# Supplied records
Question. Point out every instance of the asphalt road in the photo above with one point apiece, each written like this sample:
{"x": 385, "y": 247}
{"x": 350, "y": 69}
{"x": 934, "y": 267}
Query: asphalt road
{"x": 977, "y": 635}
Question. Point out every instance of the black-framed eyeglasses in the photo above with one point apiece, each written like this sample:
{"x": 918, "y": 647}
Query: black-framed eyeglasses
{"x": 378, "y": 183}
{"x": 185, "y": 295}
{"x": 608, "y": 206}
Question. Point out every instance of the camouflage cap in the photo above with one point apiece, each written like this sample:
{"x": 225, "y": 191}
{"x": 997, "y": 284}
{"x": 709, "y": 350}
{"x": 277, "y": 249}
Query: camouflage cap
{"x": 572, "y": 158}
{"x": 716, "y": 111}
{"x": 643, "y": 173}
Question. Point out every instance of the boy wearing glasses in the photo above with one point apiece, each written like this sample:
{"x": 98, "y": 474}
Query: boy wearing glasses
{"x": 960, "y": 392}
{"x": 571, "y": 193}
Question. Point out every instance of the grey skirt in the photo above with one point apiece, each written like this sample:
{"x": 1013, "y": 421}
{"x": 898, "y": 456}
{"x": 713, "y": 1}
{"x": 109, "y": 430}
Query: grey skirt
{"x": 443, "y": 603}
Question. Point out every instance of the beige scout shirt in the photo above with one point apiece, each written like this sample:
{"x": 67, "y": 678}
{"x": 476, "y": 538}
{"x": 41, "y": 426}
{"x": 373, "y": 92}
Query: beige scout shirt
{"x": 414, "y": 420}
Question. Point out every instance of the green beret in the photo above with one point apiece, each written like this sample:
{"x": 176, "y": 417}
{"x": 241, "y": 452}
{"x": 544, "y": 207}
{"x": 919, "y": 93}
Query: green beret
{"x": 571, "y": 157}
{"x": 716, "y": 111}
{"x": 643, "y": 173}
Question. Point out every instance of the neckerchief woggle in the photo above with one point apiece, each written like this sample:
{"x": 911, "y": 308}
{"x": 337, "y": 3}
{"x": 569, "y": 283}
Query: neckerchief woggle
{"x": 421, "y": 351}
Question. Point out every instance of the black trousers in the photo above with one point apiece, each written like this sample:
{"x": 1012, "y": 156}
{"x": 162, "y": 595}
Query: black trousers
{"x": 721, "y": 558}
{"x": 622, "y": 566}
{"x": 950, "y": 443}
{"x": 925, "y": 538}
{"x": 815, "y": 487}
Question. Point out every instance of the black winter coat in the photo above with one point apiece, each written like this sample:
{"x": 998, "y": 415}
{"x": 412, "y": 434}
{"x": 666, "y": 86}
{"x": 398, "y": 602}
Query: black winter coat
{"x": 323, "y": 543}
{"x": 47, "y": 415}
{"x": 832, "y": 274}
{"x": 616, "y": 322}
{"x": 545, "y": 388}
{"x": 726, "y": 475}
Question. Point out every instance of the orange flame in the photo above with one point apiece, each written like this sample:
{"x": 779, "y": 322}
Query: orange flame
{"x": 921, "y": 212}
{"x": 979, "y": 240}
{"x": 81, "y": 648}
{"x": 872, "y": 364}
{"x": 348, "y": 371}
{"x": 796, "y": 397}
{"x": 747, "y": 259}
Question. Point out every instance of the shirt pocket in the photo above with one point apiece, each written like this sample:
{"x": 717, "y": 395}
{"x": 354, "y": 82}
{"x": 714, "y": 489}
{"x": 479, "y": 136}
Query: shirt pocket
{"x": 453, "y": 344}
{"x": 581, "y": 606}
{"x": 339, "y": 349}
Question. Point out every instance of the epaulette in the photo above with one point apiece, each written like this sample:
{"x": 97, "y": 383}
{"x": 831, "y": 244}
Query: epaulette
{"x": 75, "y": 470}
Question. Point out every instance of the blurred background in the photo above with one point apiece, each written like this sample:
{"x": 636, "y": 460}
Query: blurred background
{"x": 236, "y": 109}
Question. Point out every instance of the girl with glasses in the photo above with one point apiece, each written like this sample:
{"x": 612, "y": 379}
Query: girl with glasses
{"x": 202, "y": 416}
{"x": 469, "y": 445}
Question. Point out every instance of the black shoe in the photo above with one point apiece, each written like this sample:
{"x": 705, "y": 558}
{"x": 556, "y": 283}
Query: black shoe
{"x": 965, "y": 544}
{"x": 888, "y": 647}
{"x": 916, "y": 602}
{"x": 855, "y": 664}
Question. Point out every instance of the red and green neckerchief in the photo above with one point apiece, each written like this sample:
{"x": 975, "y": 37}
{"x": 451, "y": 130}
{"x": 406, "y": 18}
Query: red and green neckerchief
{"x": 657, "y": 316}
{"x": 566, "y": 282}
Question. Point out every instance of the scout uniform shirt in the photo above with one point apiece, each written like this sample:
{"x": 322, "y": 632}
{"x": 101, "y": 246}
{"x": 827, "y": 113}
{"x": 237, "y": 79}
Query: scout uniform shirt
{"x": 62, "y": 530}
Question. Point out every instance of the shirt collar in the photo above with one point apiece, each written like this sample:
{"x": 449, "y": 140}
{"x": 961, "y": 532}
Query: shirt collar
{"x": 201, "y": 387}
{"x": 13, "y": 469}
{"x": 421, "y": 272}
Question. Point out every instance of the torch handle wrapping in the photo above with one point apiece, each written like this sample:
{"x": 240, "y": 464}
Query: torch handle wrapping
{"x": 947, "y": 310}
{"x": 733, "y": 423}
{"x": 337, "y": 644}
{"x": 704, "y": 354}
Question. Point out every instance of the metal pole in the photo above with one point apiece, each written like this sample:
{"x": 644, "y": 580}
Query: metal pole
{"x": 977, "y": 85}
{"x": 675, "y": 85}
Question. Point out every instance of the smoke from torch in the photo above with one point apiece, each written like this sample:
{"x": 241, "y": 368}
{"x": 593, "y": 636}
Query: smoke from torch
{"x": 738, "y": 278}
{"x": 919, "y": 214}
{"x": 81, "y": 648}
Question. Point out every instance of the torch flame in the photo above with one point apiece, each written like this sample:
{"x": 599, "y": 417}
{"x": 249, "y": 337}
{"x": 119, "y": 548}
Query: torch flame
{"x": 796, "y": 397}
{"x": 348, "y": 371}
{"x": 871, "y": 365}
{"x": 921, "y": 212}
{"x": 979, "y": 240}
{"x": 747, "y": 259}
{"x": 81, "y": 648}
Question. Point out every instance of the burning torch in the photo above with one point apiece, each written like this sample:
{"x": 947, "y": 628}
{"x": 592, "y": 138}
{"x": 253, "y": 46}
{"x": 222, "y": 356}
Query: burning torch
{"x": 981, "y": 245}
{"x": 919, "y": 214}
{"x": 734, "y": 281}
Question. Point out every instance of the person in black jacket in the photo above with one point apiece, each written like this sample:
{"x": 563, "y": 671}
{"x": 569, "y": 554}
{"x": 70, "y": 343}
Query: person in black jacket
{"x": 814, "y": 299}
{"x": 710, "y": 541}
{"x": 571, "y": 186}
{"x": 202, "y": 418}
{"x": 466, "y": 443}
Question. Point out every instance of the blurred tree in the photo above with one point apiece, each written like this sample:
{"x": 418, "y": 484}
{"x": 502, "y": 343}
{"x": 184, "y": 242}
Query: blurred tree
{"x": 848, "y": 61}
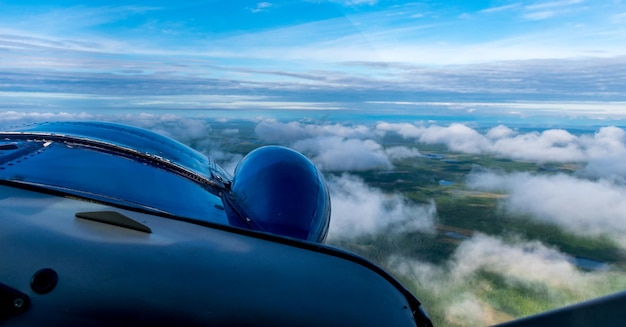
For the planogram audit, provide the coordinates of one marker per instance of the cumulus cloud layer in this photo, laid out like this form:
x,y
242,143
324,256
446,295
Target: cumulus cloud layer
x,y
359,210
587,207
466,298
556,145
334,147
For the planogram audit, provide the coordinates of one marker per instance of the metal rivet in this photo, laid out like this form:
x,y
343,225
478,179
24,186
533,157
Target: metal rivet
x,y
18,302
44,281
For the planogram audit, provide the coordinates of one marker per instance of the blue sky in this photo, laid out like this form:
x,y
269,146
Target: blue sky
x,y
314,54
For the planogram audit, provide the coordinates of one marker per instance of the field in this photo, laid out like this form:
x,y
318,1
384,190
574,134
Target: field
x,y
427,262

# What you should do
Look for the line that contains "Question. Point out every instance of the burning", then please copy it and the rest of the lines through the end of the data, pictures excluded.

# Answer to this exercise
Question. Point out every instance of the burning torch in the photo above with one point apiece, each written like this sample:
{"x": 947, "y": 628}
{"x": 592, "y": 138}
{"x": 253, "y": 46}
{"x": 222, "y": 356}
Query: burning torch
{"x": 981, "y": 245}
{"x": 919, "y": 214}
{"x": 734, "y": 281}
Question. Point out every instance of the person in black jacket in the photo above with one point apiece, each written like this sample:
{"x": 563, "y": 671}
{"x": 569, "y": 554}
{"x": 70, "y": 343}
Query: person in black jacket
{"x": 814, "y": 299}
{"x": 710, "y": 541}
{"x": 571, "y": 186}
{"x": 202, "y": 418}
{"x": 466, "y": 443}
Question. Point out every instance of the blurred tree in the photo above with one point apiece, each written like this sample:
{"x": 418, "y": 484}
{"x": 502, "y": 343}
{"x": 184, "y": 242}
Query: blurred tree
{"x": 848, "y": 61}
For the planogram audit, provide the coordinates of one marker per instance of the cumulus cloud layer in this photo, laid out like this form:
x,y
242,143
324,256
446,295
Target: cumulus cloud layer
x,y
359,210
587,207
466,298
556,145
334,147
For the planogram audit, provide the coordinates of one marker per instance of the metal rivet in this photo, laid out like this form:
x,y
343,225
478,179
24,186
533,157
Target: metal rivet
x,y
18,302
44,281
For the planogram audit, provide the coordinates of one marker per instance of the blue sky in this photo, laid out like this form:
x,y
269,146
Target: blue sky
x,y
314,54
For the planogram audit, provide the coordinates of one marker per instance of the field in this photo, laid out like this form:
x,y
318,1
384,190
574,134
Target: field
x,y
427,262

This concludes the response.